-- Begin Document section --

The modern reference work on the subject seems to be [1], but it spends only a page and a half on the subject of primes in multivariate quadratic polynomials (pp. 396-397). More than half this space is devoted to Iwaniec's 1974 result. The balance mentions Sarnak's application to the Problem of Apollonius and a result of "J. Cho and H. Kim" on counting primes in $\mathbb{Q}[\sqrt{-2}].$ So nothing there.

Pleasants [2] shows that, subject to a Davenport-Lewis [3] condition on the $h^*$ (a complexity measure on the cubic form part), multivariate cubic polynomials have the expected number of primes. Unfortunately this condition requires (as a necessary but insufficient condition) that there be at least 8 variables. Further, it double-counts repeated primes.

-- End Document section --

Directive 1
Update the passage on primes in polynomials, starting with "Pleasants [2] shows" and going on through "double-counts repeated primes.", so that "variables" reads "unknowns".
Directive 2
Write what comes next in the passage on primes in polynomials, picking up right after its final sentence.

-- Begin Supplied data --

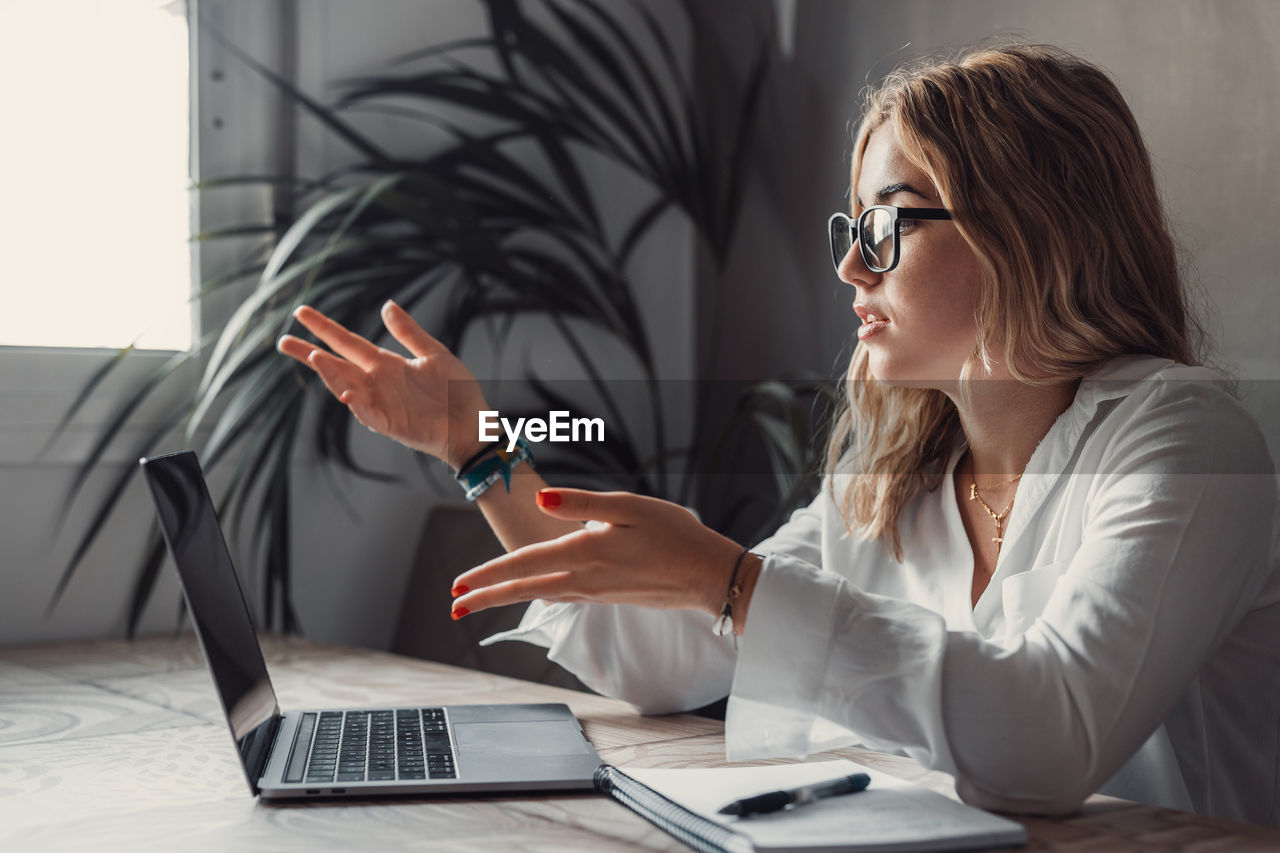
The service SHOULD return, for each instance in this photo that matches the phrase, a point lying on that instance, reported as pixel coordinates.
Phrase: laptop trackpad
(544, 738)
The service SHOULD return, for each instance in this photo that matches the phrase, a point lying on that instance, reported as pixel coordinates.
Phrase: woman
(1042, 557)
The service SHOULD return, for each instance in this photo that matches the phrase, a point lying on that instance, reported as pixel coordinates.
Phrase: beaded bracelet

-- End Supplied data --

Response 1
Pleasants [2] shows that, subject to a Davenport-Lewis [3] condition on the $h^*$ (a complexity measure on the cubic form part), multivariate cubic polynomials have the expected number of primes. Unfortunately this condition requires (as a necessary but insufficient condition) that there be at least 8 unknowns. Further, it double-counts repeated primes.

Response 2
Goldoni [4] recently wrote a thesis on this general topic. His new results (Chapter 5) on the $h$ and $h^*$ invariants make it easier to use the results of Pleasants but do not extend them to cubic polynomials with fewer than 8 variables.

Of course I would be remiss in failing to mention the groundbreaking work of Heath-Brown [5], building on Friedlander & Iwaniec [6]. These results will no doubt clear the way for broader research, but so far have not been generalized.

So in short it appears that:

• Apart from $x^3+2y^3$, almost nothing is known about which primes are represented by cubic polynomials, though some results are known for how often such polynomials take on prime values provided $h^*$ and hence the number of variables is large enough.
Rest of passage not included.